- _Document segment_:
↓
Very good article on Paul
from Scotland on Sunday
Silent knight - Paul Merton interview
By Catherine Deveney
Paul Merton takes a break from quickfire repartee to champion silent comedy and set the record straight about his life, loves and 'madness'
PAUL MERTON is an intense kind of man. That's not, by the way, subliminal code for 'nutty comedian'. The star of Have I Got News for You and Room 101 has been dogged by the notion of the performing depressive who makes his audience roar with laughter then scurries back to his dressing-room for a quick glug of gin and largactyl and a moody contemplation of his razor blades. No, Merton's intensity is more a sense of passion, of focus, of really caring about the DNA of comedy. He's describing his Edinburgh festival show, in which he talks about silent comedians and shows film clips, and quite frankly for the first five minutes I'm thinking, who'd want to go and see a load of crackly old Keaton and Chaplin films and have some comedic anorak tell you about them? After ten, his enthusiasm is so uplifting that I'm thinking, hmm, I'd quite like to see that.
Charlie Chaplin emerging round a mountain pursued by a bear he's oblivious to. Buster Keaton standing stock still as the front of a house collapses, escaping injury because he's framed in the empty window space. (The house weighed three tons and Keaton had a mere inch and a half clearance.) Laurel and Hardy stuffing a goat under the bed in their lodgings. It's what happens, isn't it, says Merton, deadpan, when two men get followed by a goat. But it's not that silent film per se is wonderful. It's that the brilliance of the comedians transcends the limitations of silence. "It turns out to be something beautiful," says Merton. The actress Mary Pickford once said that the best silent films made the lack of sound seem like an artistic decision.
Merton first started getting other people interested in silent comedies when he was 15. He took a projector to Ireland, to his Auntie Nellie's house in Cork, and put up a sheet in her living-room. Then he invited a bunch of kids round for a show. Two days later they were back, demanding a re-run.
↑
- _Your goal_: Extract the whole Paul Merton interview article word for word, from its first line to its last. The rows that come next have no connection to the article.

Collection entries
↓
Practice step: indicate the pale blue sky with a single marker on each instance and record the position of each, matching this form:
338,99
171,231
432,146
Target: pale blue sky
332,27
↑
- _Result of this task_:
Very good article on Paul
from Scotland on Sunday
Silent knight - Paul Merton interview
By Catherine Deveney
Paul Merton takes a break from quickfire repartee to champion silent comedy and set the record straight about his life, loves and 'madness'
PAUL MERTON is an intense kind of man. That's not, by the way, subliminal code for 'nutty comedian'. The star of Have I Got News for You and Room 101 has been dogged by the notion of the performing depressive who makes his audience roar with laughter then scurries back to his dressing-room for a quick glug of gin and largactyl and a moody contemplation of his razor blades. No, Merton's intensity is more a sense of passion, of focus, of really caring about the DNA of comedy. He's describing his Edinburgh festival show, in which he talks about silent comedians and shows film clips, and quite frankly for the first five minutes I'm thinking, who'd want to go and see a load of crackly old Keaton and Chaplin films and have some comedic anorak tell you about them? After ten, his enthusiasm is so uplifting that I'm thinking, hmm, I'd quite like to see that.
Charlie Chaplin emerging round a mountain pursued by a bear he's oblivious to. Buster Keaton standing stock still as the front of a house collapses, escaping injury because he's framed in the empty window space. (The house weighed three tons and Keaton had a mere inch and a half clearance.) Laurel and Hardy stuffing a goat under the bed in their lodgings. It's what happens, isn't it, says Merton, deadpan, when two men get followed by a goat. But it's not that silent film per se is wonderful. It's that the brilliance of the comedians transcends the limitations of silence. "It turns out to be something beautiful," says Merton. The actress Mary Pickford once said that the best silent films made the lack of sound seem like an artistic decision.
Merton first started getting other people interested in silent comedies when he was 15. He took a projector to Ireland, to his Auntie Nellie's house in Cork, and put up a sheet in her living-room. Then he invited a bunch of kids round for a show. Two days later they were back, demanding a re-run.